Problems and tasks:
(A) Turn the paragraph that begins "'State of the World' is a song recorded" in the text on the song "State of the World" into a short bulleted list that keeps its main facts.
(B) Translate this sentence from the text on the song "State of the World" into Spanish: "'State of the World' focuses lyrically on homeless people."
(C) In the text on the song "State of the World", which studio is listed for the recording?

Text:
┄┄┄┄┄┄┄┄┄┄
- Australian commercial CD/vinyl single

Single by Janet Jackson

from the album Janet Jackson's Rhythm Nation 1814
- Released: February 6, 1991
- Studio: Flyte Tyme (Minneapolis, Minnesota)
- Genre: New jack swing
- Length: 4:47
- Label: A&M
- Songwriter(s): Janet Jackson; James Harris III; Terry Lewis;
- Producer(s): Jimmy Jam and Terry Lewis

Janet Jackson singles chronology
| "Love Will Never Do (Without You)" (1990) | "State of the World" (1991) | "The Best Things in Life Are Free" (1992) |

= State of the World (song) =

1991 single by Janet Jackson

"State of the World" is a song recorded by American singer Janet Jackson for her fourth studio album, Janet Jackson's Rhythm Nation 1814 (1989). It was written and produced by Jimmy Jam and Terry Lewis, with additional writing by Jackson. While recording the album, Jackson and the producers watched television, especially news channels, and created the song inspired by that. "State of the World" focuses lyrically on homeless people. It was released as the eighth and final single from the album on February 6, 1991, by A&M Records.
┄┄┄┄┄┄┄┄┄┄
Data under study:

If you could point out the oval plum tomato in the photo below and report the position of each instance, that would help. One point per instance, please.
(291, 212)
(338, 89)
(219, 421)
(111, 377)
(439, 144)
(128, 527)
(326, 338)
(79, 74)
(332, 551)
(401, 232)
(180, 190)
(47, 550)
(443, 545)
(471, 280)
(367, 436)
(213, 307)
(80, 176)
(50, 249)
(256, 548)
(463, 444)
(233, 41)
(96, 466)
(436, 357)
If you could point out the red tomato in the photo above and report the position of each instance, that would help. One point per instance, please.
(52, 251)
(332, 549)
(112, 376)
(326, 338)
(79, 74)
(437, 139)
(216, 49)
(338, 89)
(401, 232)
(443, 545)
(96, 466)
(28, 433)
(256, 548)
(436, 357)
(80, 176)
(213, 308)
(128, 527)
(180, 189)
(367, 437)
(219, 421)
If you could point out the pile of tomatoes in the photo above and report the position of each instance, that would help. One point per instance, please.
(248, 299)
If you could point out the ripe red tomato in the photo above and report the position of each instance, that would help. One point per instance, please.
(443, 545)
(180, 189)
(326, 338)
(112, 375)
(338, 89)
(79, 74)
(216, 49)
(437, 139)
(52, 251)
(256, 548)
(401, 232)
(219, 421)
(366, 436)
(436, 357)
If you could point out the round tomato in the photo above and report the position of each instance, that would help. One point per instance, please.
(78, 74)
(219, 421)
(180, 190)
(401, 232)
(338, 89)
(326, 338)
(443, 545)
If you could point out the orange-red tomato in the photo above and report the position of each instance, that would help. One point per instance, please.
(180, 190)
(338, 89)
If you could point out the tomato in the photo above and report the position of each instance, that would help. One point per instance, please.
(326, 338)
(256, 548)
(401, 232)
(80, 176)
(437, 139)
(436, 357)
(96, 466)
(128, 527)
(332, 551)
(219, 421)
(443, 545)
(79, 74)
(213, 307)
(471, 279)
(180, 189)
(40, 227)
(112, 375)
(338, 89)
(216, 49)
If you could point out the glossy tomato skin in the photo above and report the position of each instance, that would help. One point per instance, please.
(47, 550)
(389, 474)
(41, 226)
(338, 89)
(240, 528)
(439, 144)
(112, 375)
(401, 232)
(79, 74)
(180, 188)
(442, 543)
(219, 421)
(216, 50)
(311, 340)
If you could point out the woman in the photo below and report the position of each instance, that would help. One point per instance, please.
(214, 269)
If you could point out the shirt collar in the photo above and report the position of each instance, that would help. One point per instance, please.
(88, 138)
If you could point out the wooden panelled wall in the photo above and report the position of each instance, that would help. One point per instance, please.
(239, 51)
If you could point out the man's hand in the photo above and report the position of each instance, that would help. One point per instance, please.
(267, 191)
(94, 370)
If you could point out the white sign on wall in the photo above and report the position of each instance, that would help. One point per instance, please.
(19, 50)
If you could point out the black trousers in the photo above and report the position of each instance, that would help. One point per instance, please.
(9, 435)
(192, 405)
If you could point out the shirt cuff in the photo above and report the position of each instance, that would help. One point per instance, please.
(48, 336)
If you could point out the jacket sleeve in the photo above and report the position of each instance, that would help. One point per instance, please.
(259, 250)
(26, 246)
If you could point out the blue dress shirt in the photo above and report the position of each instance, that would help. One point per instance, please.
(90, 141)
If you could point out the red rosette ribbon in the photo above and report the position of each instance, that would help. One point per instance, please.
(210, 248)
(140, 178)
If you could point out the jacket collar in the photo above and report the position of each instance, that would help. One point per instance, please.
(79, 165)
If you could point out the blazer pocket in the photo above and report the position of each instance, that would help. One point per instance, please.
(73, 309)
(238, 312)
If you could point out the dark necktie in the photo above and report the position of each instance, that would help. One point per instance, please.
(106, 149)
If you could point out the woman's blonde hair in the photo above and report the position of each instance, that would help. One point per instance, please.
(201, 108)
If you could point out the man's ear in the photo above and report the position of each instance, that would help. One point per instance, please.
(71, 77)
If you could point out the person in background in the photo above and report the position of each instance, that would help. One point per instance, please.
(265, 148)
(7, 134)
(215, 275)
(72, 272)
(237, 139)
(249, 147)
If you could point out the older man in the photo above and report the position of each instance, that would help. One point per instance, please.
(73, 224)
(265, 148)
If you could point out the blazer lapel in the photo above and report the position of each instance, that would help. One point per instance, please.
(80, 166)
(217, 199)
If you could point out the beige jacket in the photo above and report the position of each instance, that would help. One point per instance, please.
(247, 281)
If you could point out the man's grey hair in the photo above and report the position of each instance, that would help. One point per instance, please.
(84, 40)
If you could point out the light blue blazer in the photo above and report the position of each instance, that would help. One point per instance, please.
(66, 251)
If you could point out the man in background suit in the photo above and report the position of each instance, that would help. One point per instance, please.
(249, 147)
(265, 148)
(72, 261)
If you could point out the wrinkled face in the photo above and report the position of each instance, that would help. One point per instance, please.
┄┄┄┄┄┄┄┄┄┄
Answers to each task:
(A)
- Recorded by American singer Janet Jackson for her fourth studio album, Janet Jackson's Rhythm Nation 1814 (1989).
- Written and produced by Jimmy Jam and Terry Lewis, with additional writing by Jackson.
- Inspired by the television, especially news channels, that Jackson and the producers watched while recording the album.
- Lyrically focused on homeless people.
- Released by A&M Records on February 6, 1991, as the eighth and final single from the album.

(B) La letra de «State of the World» se centra en las personas sin hogar.

(C) Flyte Tyme, in Minneapolis, Minnesota.